::: Document passage
Lin Handa (林汉达; February 17, 1900 – July 26, 1972), also known by the aliases Lin Tao and Lin Dieken, was a Chinese linguist, educator, and scholar. He was one of the principal founders of the China Association for Promoting Democracy and served as Vice Minister of Education of the People's Republic of China. Lin was also a member of the Standing Committee of the first and third central councils of the association, vice chairman of its fourth central committee, and a standing committee member of its fifth central committee. From 1954 onward, he was elected as a deputy to the first, second, and third National People's Congress.
::::::
(Instructions)
**a.** In the passage about Lin Handa, from what year was he elected as a deputy to the National People's Congress?
**b.** Carry on the passage about Lin Handa, picking up after its final sentence.
::: Excerpted data
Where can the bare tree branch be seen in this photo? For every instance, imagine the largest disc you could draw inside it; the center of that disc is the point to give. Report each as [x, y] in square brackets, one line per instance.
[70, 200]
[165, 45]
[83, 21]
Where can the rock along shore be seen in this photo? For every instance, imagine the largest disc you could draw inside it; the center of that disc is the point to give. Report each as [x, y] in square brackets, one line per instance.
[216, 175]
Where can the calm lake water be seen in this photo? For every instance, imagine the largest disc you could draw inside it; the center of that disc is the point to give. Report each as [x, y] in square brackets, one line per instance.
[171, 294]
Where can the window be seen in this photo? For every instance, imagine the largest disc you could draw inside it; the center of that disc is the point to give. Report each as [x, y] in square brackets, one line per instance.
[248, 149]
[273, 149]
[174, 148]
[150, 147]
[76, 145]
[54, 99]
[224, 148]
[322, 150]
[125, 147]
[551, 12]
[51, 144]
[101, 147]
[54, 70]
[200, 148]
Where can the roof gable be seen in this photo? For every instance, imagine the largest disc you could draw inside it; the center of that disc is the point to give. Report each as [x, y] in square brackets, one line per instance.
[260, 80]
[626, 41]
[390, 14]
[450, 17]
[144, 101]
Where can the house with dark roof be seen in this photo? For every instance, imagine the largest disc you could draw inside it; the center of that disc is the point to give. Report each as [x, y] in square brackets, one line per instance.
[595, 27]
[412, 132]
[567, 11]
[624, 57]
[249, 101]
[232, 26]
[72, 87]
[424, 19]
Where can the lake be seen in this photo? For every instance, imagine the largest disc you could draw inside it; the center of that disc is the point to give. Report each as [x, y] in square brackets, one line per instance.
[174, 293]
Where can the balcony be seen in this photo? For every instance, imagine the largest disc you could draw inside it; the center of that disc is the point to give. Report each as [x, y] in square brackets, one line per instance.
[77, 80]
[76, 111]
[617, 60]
::::::
::: Excerpted data
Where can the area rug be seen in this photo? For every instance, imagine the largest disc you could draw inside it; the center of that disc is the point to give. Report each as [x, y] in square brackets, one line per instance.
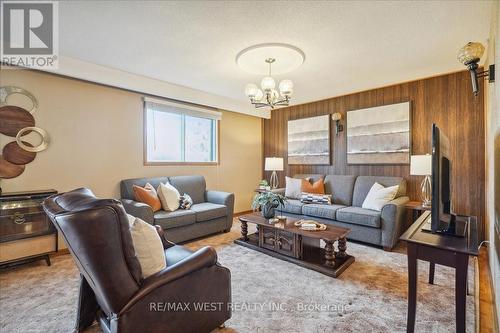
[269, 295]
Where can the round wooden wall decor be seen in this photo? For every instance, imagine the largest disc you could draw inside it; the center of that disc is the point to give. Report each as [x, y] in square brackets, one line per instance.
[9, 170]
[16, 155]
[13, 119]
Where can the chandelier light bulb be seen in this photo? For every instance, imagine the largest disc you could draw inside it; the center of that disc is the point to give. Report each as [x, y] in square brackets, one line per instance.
::::::
::: Excerpted data
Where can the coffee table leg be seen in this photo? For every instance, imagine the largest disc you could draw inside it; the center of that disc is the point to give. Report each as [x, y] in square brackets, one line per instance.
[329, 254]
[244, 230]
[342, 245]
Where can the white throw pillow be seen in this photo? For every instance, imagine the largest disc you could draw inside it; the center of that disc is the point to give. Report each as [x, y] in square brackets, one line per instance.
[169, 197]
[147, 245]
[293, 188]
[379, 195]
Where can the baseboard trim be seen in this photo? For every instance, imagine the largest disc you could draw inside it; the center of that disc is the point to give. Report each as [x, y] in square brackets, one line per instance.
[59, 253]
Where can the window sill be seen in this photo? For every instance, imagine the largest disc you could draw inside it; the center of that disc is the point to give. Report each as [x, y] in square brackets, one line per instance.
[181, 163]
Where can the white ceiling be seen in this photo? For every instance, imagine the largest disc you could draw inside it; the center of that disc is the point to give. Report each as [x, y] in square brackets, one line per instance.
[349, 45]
::::::
(Your responses)
**a.** 1954

**b.**
== Biography ==
Lin Handa was born on February 17, 1900, in Lingxu Township, Zhenhai County, Ningbo Prefecture, Zhejiang Province (now Longshan Town, Cixi, Ningbo), into a poor peasant family. Through diligence and self-support, he pursued his education and enrolled at Chongxin Middle School in Ningbo in 1917. After graduation, he worked as a teacher at Chongren Primary School and Chongxin Middle School. In 1921, he entered Hangchow University (Zhijiang University) and graduated in 1924. He subsequently taught at Siming Middle School in Ningbo but was dismissed for sheltering and assisting progressive students.

In 1928, Lin moved to Shanghai and worked as an English editor at the Commercial Press's World Book Company, later becoming head of the English editorial department. In 1937, he went to the United States to pursue graduate studies at Colorado State University, specializing in mass education, and obtained a doctoral degree two years later. He returned to China in 1939 and served as a professor at Zhijiang University in Shanghai. After the outbreak of the Second Sino-Japanese War, he remained in Shanghai, where he conducted research on Latinization and wrote popularized historical works.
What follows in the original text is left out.